Required work:
1. Translate this sentence from the Aviculae passage into Spanish: "Birds tend to provoke strong and irrational responses: doves are revered and pigeons are reviled, yet they are the same species; crows are credited with cleverness and tool use and yet considered sinister for those same qualities."
2. Write a continuation of the Aviculae passage, picking up after its final sentence.

Extract:
....
The Penland Gallery and Visitors Center’s Focus Gallery has opened Aviculae, its second exhibit of the season. A suite of felted-wool sculptures and drawings by artist Stephanie Metz, this exhibition is on view from  Friday, May 4 through Sunday, May 27.

Avicular #9
"Avicular #9," felted wool

“The wool drawings and sculptures in the ‘Aviculae’ exhibit are an investigation into capturing the likeness of birds while calling attention to their complicated place in the human psyche. (‘avicular’ is Latin for ‘birdlike’). Birds are a loaded subject: people layer them with meaning, portent, and human-like characteristics; breed them into seemingly impossible forms; use them as living decorations; and depend on them to gauge the health of the environment. Birds tend to provoke strong and irrational responses: doves are revered and pigeons are reviled, yet they are the same species; crows are credited with cleverness and tool use and yet considered sinister for those same qualities. I’m drawn to the contradictions embodied in birds, and I am aesthetically attracted to them for the same reason: they are elegant in the large view, but also delightfully grotesque in the details– those feet!”
....
Entries shown:
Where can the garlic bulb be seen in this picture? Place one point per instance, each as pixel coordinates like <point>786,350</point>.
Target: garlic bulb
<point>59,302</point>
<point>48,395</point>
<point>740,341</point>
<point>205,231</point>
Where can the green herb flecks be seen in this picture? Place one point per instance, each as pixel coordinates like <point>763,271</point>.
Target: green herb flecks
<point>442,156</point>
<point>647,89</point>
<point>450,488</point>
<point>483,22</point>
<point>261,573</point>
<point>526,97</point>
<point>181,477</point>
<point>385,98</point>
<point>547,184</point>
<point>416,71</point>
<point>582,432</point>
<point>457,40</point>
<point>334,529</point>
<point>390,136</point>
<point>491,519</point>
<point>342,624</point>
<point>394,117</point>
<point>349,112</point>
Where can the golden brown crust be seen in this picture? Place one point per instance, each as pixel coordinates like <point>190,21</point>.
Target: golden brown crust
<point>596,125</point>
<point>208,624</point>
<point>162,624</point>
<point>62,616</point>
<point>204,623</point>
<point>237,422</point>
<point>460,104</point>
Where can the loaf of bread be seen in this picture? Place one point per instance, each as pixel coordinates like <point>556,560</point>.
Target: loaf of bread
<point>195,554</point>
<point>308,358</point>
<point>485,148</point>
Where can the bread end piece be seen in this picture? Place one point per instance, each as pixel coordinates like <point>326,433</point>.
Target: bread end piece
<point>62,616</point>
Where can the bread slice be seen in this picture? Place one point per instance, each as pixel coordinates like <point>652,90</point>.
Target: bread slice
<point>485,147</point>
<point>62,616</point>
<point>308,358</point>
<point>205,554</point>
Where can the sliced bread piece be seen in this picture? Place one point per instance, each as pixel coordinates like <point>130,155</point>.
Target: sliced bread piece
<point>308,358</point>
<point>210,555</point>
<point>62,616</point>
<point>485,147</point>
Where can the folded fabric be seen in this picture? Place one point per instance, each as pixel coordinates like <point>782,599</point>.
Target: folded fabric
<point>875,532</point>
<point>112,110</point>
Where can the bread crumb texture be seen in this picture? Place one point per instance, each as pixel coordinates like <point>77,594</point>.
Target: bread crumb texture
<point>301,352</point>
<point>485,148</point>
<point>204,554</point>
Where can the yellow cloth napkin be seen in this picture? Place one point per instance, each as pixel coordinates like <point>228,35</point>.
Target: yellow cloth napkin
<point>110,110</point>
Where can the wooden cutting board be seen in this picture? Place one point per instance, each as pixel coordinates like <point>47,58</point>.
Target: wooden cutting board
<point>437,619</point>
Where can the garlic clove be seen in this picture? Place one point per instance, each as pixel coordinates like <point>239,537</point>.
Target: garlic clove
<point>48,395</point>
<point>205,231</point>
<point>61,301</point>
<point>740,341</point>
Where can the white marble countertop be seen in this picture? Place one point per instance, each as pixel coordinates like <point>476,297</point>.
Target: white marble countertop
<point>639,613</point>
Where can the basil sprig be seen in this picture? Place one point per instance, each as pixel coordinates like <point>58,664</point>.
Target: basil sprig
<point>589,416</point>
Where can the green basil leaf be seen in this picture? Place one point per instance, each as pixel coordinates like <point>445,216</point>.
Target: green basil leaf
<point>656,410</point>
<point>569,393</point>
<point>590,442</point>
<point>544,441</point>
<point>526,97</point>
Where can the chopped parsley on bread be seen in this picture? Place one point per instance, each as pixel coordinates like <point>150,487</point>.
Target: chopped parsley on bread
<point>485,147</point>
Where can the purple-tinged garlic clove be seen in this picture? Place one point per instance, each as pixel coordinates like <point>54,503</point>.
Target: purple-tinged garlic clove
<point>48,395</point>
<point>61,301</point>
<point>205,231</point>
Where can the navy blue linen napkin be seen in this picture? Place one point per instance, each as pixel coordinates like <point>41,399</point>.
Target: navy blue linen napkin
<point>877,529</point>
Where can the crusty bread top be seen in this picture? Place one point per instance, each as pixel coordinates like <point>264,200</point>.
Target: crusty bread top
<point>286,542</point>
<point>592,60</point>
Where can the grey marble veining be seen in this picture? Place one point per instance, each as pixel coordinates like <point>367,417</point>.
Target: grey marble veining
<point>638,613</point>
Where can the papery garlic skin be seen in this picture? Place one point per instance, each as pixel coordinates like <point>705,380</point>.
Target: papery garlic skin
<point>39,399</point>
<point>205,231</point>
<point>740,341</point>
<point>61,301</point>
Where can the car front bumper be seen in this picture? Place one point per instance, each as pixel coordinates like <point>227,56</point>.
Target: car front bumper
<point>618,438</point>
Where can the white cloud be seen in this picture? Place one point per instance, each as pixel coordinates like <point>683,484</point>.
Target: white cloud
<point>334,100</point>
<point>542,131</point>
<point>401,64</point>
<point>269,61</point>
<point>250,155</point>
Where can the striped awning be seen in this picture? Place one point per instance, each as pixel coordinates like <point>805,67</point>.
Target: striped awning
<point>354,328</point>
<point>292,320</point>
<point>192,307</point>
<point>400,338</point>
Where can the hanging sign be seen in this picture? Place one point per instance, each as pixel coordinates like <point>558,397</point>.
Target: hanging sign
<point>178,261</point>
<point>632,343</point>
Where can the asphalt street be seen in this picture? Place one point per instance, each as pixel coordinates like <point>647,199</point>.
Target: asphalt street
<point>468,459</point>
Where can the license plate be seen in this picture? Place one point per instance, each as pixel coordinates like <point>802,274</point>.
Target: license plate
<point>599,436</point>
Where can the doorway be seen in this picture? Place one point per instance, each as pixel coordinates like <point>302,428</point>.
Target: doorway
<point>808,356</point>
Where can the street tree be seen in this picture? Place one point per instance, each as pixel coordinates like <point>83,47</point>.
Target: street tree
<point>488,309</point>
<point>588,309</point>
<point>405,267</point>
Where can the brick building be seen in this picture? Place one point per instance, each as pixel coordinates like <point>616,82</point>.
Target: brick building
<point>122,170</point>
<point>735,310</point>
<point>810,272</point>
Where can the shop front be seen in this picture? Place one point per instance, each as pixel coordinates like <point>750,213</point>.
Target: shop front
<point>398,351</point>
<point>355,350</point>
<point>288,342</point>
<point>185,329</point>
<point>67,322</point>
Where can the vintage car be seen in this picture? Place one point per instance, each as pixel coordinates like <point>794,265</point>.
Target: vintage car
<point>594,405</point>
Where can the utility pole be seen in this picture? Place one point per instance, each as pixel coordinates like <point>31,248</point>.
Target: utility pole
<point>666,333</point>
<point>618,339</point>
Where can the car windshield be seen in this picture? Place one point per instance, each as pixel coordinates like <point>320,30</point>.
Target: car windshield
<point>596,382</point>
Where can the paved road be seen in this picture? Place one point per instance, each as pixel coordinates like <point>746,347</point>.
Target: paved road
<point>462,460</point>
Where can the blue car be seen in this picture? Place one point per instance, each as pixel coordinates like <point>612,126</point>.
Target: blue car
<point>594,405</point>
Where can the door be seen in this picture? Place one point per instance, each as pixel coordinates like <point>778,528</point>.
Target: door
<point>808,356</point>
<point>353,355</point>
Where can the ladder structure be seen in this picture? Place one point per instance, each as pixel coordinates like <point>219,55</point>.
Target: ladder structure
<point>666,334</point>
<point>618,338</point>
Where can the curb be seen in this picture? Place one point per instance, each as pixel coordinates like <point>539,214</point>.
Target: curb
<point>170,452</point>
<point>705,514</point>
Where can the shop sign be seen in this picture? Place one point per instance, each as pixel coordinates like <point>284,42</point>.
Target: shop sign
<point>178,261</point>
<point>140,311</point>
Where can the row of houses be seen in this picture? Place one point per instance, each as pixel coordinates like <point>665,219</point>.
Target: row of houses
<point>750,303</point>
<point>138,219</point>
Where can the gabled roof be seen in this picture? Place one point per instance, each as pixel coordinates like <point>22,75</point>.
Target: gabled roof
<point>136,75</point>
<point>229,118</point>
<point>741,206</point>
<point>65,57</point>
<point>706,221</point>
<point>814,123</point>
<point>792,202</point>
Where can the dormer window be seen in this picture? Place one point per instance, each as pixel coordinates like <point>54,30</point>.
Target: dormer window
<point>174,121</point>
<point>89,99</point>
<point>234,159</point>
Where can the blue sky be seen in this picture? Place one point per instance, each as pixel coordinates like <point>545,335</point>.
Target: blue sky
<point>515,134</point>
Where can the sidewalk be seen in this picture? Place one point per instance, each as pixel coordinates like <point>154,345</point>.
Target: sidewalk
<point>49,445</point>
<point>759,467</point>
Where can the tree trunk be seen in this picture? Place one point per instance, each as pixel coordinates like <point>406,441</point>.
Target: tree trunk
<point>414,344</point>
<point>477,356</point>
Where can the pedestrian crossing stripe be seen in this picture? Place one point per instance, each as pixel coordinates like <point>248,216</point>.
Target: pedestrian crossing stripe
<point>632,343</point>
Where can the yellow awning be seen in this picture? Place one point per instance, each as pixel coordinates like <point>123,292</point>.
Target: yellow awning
....
Solved problems:
1. Las aves suelen provocar reacciones fuertes e irracionales: las palomas blancas son veneradas y las palomas de la calle son despreciadas, aunque son la misma especie; a los cuervos se les atribuye inteligencia y uso de herramientas y, sin embargo, se los considera siniestros por esas mismas cualidades.

2.
Bird Leg Gesture
"Bird Leg Gesture," wool felted through paper

“In the same way, the material I use, wool, brings up dueling responses: it’s soft and warm and full of domestic references, but it is hair, which also triggers the ‘gross-out’ response. Depending on its use, wool is noble or humble, arty or crafty, sophisticated or simple. I am a ‘gray’ person: I have a hard time seeing all black or white on any issue, so it seems fitting that I also embrace a complicated material to reflect on the complicated world.”

Avicular #12
"Avicular #12," felted wool

“To sculpt with wool I use a technique called needle felting. Taken from industrial origins and a subsequent craft tradition, needle felting refers to using specialized sharp, barbed needles to mat individual fibers into a united solid mass, held together by the microscopically scaly surfaces of the wool. In a process similar to hand building in clay, I repeatedly plunge hand-held felting needles into a mass of loose, fluffy wool to create nearly solid forms. To create my wool drawings I force wool fibers through paper so that the dark-colored hair acts as a mark or a line, yet has a three-dimensional character.” – Stephanie Metz

Damask Crow
"Damask Crow (detail)," wool felted through paper

Click here to visit Stephanie Metz’s website, where you can see more of her work.

Click here to visit the Penland Gallery website.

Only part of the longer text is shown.